[What is needed]
Output every record below exactly as it appears.

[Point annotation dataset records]
>>>>

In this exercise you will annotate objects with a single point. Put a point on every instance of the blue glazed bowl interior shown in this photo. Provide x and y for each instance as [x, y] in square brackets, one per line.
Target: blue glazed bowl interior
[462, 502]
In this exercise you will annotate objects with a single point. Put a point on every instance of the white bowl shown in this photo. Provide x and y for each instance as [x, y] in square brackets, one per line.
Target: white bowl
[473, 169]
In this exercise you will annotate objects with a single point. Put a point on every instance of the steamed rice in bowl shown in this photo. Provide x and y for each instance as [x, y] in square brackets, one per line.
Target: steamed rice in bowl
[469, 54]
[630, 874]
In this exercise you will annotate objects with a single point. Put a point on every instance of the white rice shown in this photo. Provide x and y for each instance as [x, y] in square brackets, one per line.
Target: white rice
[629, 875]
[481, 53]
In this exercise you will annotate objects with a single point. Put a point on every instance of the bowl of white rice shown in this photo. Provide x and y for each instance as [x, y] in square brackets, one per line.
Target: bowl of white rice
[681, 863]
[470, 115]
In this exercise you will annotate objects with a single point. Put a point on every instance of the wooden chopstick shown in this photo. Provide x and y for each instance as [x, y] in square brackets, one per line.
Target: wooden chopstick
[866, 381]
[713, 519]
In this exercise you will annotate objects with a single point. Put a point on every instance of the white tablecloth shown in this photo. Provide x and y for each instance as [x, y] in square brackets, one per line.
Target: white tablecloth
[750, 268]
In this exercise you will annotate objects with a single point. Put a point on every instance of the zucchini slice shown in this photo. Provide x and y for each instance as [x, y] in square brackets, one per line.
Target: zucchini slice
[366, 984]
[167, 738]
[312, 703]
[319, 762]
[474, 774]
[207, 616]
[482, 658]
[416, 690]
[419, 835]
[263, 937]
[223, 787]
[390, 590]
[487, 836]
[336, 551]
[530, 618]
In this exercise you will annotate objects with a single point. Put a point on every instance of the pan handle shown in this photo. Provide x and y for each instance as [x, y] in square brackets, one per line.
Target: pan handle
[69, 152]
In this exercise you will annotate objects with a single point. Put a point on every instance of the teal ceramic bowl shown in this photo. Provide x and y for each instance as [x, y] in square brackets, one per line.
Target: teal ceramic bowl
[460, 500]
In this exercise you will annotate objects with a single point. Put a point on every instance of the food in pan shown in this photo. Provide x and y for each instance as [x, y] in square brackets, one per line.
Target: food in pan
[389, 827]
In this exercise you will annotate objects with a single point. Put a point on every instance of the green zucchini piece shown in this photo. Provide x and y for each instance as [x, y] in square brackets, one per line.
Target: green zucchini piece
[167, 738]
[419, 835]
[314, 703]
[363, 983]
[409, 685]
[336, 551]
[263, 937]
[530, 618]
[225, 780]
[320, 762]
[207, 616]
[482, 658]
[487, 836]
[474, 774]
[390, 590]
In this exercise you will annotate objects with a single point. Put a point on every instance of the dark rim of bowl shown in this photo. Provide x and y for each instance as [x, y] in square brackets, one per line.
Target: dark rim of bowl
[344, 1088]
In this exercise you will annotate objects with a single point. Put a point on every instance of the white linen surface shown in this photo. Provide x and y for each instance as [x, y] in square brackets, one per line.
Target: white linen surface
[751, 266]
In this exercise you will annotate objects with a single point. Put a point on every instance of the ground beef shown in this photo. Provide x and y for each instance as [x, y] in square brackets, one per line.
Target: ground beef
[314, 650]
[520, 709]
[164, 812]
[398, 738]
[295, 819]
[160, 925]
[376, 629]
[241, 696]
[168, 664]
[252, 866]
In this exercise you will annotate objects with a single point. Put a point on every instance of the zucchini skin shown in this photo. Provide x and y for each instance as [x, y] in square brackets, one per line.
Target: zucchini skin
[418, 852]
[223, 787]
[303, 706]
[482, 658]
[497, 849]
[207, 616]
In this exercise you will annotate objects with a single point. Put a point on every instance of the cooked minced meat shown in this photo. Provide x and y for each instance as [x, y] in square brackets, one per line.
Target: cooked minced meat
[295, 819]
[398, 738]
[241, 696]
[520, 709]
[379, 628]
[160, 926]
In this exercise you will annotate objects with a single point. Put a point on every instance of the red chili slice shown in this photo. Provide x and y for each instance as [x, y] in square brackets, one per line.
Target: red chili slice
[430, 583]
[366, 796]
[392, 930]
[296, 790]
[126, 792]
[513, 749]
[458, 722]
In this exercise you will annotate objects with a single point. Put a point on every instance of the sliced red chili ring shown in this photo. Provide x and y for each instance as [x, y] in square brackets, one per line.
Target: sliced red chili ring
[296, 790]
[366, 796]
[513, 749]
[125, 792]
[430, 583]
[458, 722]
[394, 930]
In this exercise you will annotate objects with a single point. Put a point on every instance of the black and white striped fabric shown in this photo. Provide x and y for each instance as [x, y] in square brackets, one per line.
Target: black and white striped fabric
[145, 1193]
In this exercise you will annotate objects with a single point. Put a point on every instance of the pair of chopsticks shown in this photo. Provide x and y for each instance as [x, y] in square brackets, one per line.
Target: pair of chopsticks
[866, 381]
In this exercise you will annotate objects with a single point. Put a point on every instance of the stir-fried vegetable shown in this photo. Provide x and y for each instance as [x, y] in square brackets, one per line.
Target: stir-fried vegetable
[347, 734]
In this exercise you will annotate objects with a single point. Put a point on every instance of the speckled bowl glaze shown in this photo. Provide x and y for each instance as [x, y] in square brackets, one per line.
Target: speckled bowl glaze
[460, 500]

<<<<

[Solution to this task]
In this exercise you will annotate objects with a single point. Put a point on every instance of the blue glazed bowl interior shown in this photo. Provide x and y for each instance as [x, y] in square brackets, one per line.
Target: blue glazed bowl interior
[462, 502]
In this exercise you will annotate objects with a single point. Put a point on every instance of the white bowl shown in this photo. Provide x and y for each instance as [x, y] in square brackets, one per line.
Target: white bowl
[473, 169]
In this exercise you will annotate objects with a single point. Put a point on every instance of the steamed rice in bowl shown in this photo. Provide x and y for each instance as [x, y] in square brackets, one per line.
Target: steamed rice in bowl
[469, 54]
[630, 874]
In this exercise you will annotate objects with a single point. Put a point on every instance of the white rice shown in this photo. Provide x and y for each instance as [x, y] in square brackets, one per line.
Target: white rice
[629, 875]
[481, 53]
In this exercise you will annotate objects with a single point. Put a point on every instance of the bowl of white rice shown in this photo. Provide x and y for each instance as [x, y] in square brackets, one per line.
Target: bowl of white rice
[681, 863]
[470, 115]
In this exercise you will annotate objects with a single point. Put a point on every instance of the wooden chopstick shown in this photo. Provide x and y for each instance as [x, y] in square brackets, one per line.
Target: wooden chopstick
[866, 381]
[713, 519]
In this exercise you will annotate objects with a single point. Put a point on every instance of the white tablecloth shown in this photo. Provide x and y for each instance as [x, y] in square brackets, one per line.
Target: white tablecloth
[750, 268]
In this exercise you will annotate objects with a single point. Put a point on every instance of the zucchini slice shown in this photo. Provide x and y for each instance as [x, y] in square brackets, one per line.
Target: zucchini slice
[366, 984]
[167, 738]
[312, 703]
[319, 762]
[474, 774]
[207, 616]
[482, 658]
[416, 690]
[419, 835]
[263, 937]
[223, 787]
[390, 590]
[487, 836]
[336, 551]
[530, 618]
In this exercise you will annotate objects with a single point. Put a point on every instance of the pan handle shown in this photo. Provide x and y for each instance as [x, y] in square brackets, one per line.
Target: pan handle
[69, 152]
In this exercise you will annotate objects with a single point. Put a point on every instance of the teal ceramic bowl shown in this photo. Provide x and y for each instance as [x, y] in square brackets, one per line.
Target: teal ceramic bowl
[460, 500]
In this exercise you will annotate objects with a single point. Put a point on every instance of the food in pan shown in this photo. Provide x and y for each instance as [x, y] in square brackets, one per line.
Target: food in pan
[389, 827]
In this exercise you will annotate objects with a single point. Put a point on every instance of the green zucchini piece shown in this photo. Provide x and y for each instance as [x, y] in square brackets, one per line.
Target: green zucchini piece
[167, 738]
[419, 835]
[314, 703]
[363, 983]
[409, 685]
[336, 551]
[263, 937]
[530, 618]
[225, 780]
[320, 762]
[207, 616]
[482, 658]
[487, 836]
[474, 774]
[390, 590]
In this exercise you will annotate objects with a single point. Put a point on every instance of the dark rim of bowl shown in this photo. Provide x and y for each instance as [x, y] in square brackets, one per line.
Target: dark rim of bowl
[344, 1088]
In this exercise you will annotate objects with a single point. Put a point on every instance of the white linen surface shown in this photo. Provide x and y for each instance as [x, y] in square brackets, one per line.
Target: white linen surface
[751, 266]
In this exercise you will annotate objects with a single point. Put a point on every instance of the ground beef shown in this photo. Provide x and y for each instance as [x, y] in square brackets, one per line.
Target: ground beef
[314, 650]
[520, 709]
[164, 812]
[398, 738]
[295, 819]
[160, 925]
[376, 629]
[241, 696]
[168, 664]
[252, 866]
In this exercise you will annotate objects with a single point. Put a point on every instance of the zucchini skin shown in this photo. Provide x and y for each instance as [x, y] in square brackets, one per line.
Target: zucchini skin
[418, 852]
[223, 787]
[303, 706]
[482, 658]
[497, 849]
[207, 616]
In this exercise you will annotate objects with a single point. Put a point on every instance of the cooked minced meat shown in this photo. Provide x and y for each instance as [x, y] in square brackets, one per line.
Target: cooked minced meat
[295, 819]
[398, 738]
[241, 696]
[520, 709]
[379, 628]
[160, 926]
In this exercise you will annotate objects with a single point. Put a point on every instance of the red chili slice shown in this photo. Provide x and y for each instance as [x, y] in square brackets, one per line.
Target: red chili slice
[430, 583]
[366, 796]
[392, 930]
[296, 790]
[126, 792]
[513, 749]
[458, 722]
In this exercise you will annotate objects with a single point. Put a point on every instance of the sliced red chili ring shown in this photo. Provide x and y for each instance as [x, y] in square brackets, one per line.
Target: sliced red chili ring
[296, 790]
[366, 796]
[513, 749]
[125, 792]
[430, 583]
[458, 722]
[394, 930]
In this exercise you will annotate objects with a single point. Put a point on every instance of the black and white striped fabric shown in this photo. Provide x and y for each instance as [x, y] in square brackets, one per line.
Target: black and white striped fabric
[145, 1193]
In this exercise you will annotate objects with a single point. Put a point on every instance of the pair of chopsticks shown in this photo. Provide x and y for each instance as [x, y] in square brackets, one per line.
Target: pair of chopsticks
[866, 381]
In this exercise you will annotate objects with a single point. Put a point on every instance of the stir-fried vegetable shown in this photo. Provide x and y for each instance as [x, y] in square brackets, one per line.
Target: stir-fried vegetable
[347, 734]
In this exercise you will annotate objects with a single point. Put a point on every instance of the speckled bowl glaze shown in this photo. Provide x and y for each instance as [x, y] in square brackets, one per line.
Target: speckled bowl glaze
[460, 500]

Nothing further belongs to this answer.